- _作業指示_
抜粋の中で「ピエール瀧さんの摘発後、」で始まる段落を、主な事実を残したまま箇条書きに書き直すこと。

- _抜粋本文_
対談後にフジテレビの情報番組『バイキング』でピエール瀧さんバッシングが行われたのを受けて、お二人が緊急にコメントを寄せてくださいました。対談番外編です。

ピエール瀧さんの摘発後、「厳罰よりも治療を」とコメントして一時炎上した獨協大学特任教授でコラムニストの深澤真紀さんと、そのコメントを絶賛した薬物依存症の専門家、松本俊彦さんの対談。

対談(3月23日)の後の3月28日、フジテレビの情報番組『バイキング』で再び、ピエール瀧さんやその作品を特集する番組をバッシングする内容が放映され、批判を浴びました。

「これは見過ごしておけない」と深澤さんと松本さんが緊急にコメントを寄せてくださったので、対談番外編としてお届けします。

司会の坂上忍氏 過剰な自粛に反対する市民団体に「説得力がない」

まず、3月28日の『バイキング』で放映された内容を振り返っておきましょう。

この日は、ピエール瀧さんが出演した作品や、過去の音楽作品の販売停止などの自粛対応について特集されました。

最初に、依存症の当事者や専門家らで作る市民団体「依存症問題の正しい報道を求めるネットワーク」が業界の関連各社に送った要望書「電気グルーヴ ピエール瀧氏の出演作品に対する撤収・放映及び公開自粛・撮り直し等の措置の撤回を求める要望書」を紹介しました。

- _データ行一覧_
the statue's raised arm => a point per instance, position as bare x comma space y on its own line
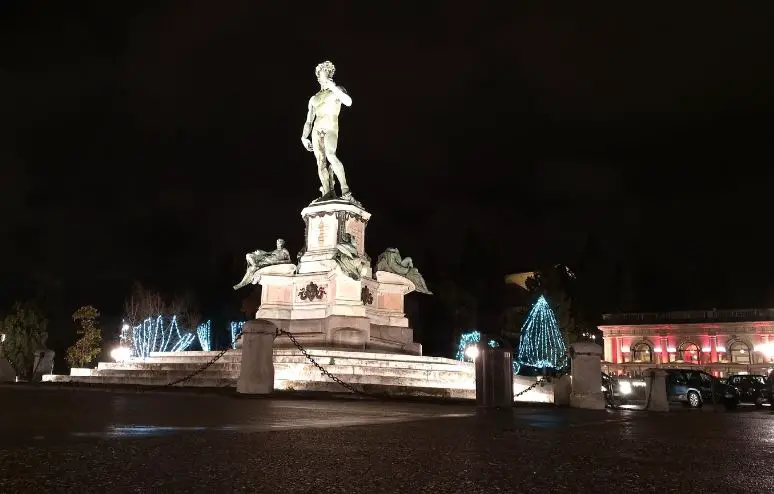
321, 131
* * *
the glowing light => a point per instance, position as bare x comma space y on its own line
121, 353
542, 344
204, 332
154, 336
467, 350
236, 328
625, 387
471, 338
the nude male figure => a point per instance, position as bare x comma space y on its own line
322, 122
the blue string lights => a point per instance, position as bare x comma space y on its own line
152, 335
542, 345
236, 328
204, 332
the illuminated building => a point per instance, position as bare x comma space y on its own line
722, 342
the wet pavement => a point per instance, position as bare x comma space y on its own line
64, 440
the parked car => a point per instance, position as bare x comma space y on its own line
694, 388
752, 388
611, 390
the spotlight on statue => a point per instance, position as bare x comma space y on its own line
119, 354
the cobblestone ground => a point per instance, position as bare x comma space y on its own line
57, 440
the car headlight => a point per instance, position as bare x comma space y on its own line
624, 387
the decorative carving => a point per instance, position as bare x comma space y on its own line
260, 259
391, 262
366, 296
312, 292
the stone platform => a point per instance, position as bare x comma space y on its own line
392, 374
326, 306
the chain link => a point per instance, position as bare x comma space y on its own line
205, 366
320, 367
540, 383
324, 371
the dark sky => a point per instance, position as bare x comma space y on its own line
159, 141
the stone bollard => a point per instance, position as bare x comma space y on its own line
* * *
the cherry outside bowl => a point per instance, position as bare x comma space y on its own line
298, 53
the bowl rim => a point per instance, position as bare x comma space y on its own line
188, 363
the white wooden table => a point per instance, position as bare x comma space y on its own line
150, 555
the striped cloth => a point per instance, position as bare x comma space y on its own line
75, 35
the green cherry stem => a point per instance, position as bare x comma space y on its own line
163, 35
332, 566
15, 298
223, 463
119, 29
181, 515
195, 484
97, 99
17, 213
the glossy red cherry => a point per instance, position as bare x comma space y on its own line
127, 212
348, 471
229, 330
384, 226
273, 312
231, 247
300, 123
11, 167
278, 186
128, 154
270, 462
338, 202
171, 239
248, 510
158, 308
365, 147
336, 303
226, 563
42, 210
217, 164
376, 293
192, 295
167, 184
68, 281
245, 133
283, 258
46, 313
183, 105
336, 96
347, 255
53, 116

- _解答_
- 深澤真紀さんと松本俊彦さんの対談である。
- 深澤さんは獨協大学特任教授でコラムニストである。
- 深澤さんはピエール瀧さんの摘発後に「厳罰よりも治療を」とコメントし、一時炎上した。
- 松本さんは薬物依存症の専門家で、深澤さんのそのコメントを絶賛した。